[Start of Data supplied]

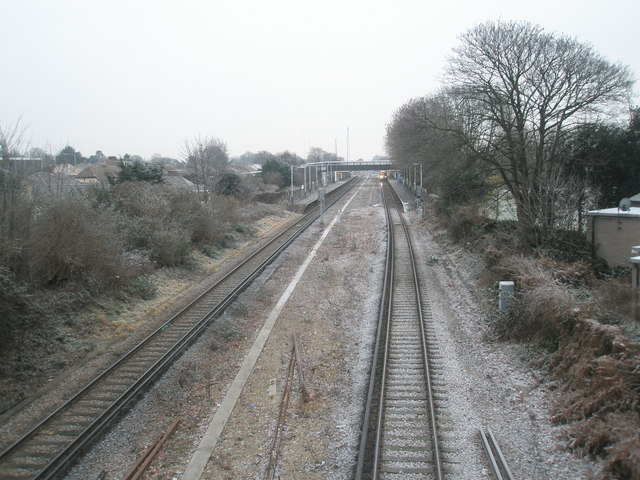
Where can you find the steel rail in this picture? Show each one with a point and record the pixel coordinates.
(378, 349)
(61, 459)
(494, 455)
(373, 462)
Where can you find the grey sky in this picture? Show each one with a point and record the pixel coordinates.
(141, 77)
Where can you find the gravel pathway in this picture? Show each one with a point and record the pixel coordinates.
(333, 310)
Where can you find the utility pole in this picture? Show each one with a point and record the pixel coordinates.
(347, 144)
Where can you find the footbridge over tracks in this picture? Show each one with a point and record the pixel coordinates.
(357, 166)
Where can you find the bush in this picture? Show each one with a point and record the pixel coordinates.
(539, 315)
(16, 307)
(72, 242)
(463, 222)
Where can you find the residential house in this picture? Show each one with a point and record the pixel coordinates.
(612, 232)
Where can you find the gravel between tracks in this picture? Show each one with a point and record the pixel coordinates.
(333, 311)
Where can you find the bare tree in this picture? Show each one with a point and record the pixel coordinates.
(207, 159)
(520, 91)
(11, 137)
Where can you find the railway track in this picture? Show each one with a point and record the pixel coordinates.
(401, 436)
(51, 446)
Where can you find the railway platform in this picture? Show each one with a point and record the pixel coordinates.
(407, 198)
(303, 204)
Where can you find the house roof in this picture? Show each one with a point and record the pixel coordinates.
(633, 212)
(100, 172)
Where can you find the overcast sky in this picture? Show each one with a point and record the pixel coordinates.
(141, 77)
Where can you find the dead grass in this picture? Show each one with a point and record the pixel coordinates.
(599, 370)
(586, 323)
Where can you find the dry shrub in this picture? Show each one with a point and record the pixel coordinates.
(614, 300)
(540, 314)
(72, 242)
(600, 395)
(463, 221)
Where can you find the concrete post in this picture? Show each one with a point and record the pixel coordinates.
(507, 290)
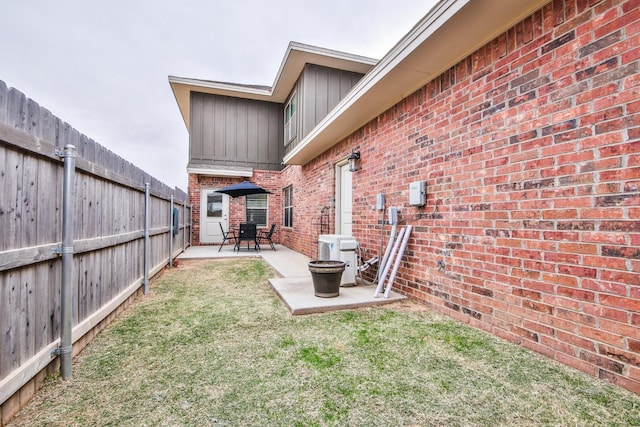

[End of Data supplied]

:: Task brief ::
Copy out the lines above, replacing "pixel coordinates" with "x-y coordinates" wherever it occurs and leaving everything else the same. Leave the pictures out.

:: Answer for this exercise ::
Where can you find the steel rail in this picture? Show each one with a point and record the x-y coordinates.
(378, 349)
(61, 459)
(494, 455)
(373, 462)
Where can you find the grey sky in this picture? Show each one with a point and record the x-y coordinates.
(141, 77)
Where can you find the gravel pathway in this picture? Show each one with a point and record the x-y coordinates.
(333, 310)
Where can you find the utility pole in this picture? Show each one with a point and record the x-y coordinates.
(347, 144)
Where can you find the footbridge over tracks in this picture? Show each one with a point and record the x-y coordinates.
(357, 166)
Where can you find the bush in this picture? Show each one with a point and record the x-y coordinates.
(539, 315)
(16, 307)
(72, 242)
(463, 222)
Where can you find the residential house in this picture? Show each one with a point and record the x-y coordinates.
(612, 232)
Where can you find the gravel between tracks in this picture? Show each one with a point and record the x-y coordinates.
(333, 311)
Where can you find the bare tree in this picture? Show each one with a point and record the x-y coordinates.
(207, 159)
(520, 91)
(11, 137)
Where can you find the railway track in this picture? Show each one with a point and record the x-y coordinates.
(401, 436)
(51, 446)
Where can you find the railway platform in this picture? Show each one with a point and record the x-y coordinates.
(407, 198)
(303, 204)
Where can you find the house roof in this picture? Show each one with a point and record the x-y coordinates.
(633, 212)
(100, 172)
Where can you find the overcast sky in this picture? Show each one with a point and record the x-y coordinates.
(141, 77)
Where can you find the dead grass in this picture? Show each one with a point and record the x-y coordinates.
(599, 370)
(586, 323)
Where can you find the dry shrub in this picture? Show each one with a point and record the x-y coordinates.
(614, 300)
(540, 314)
(72, 242)
(600, 395)
(463, 221)
Where can you find the concrete post in this picture? Show each one with a point and record the x-y coordinates.
(507, 290)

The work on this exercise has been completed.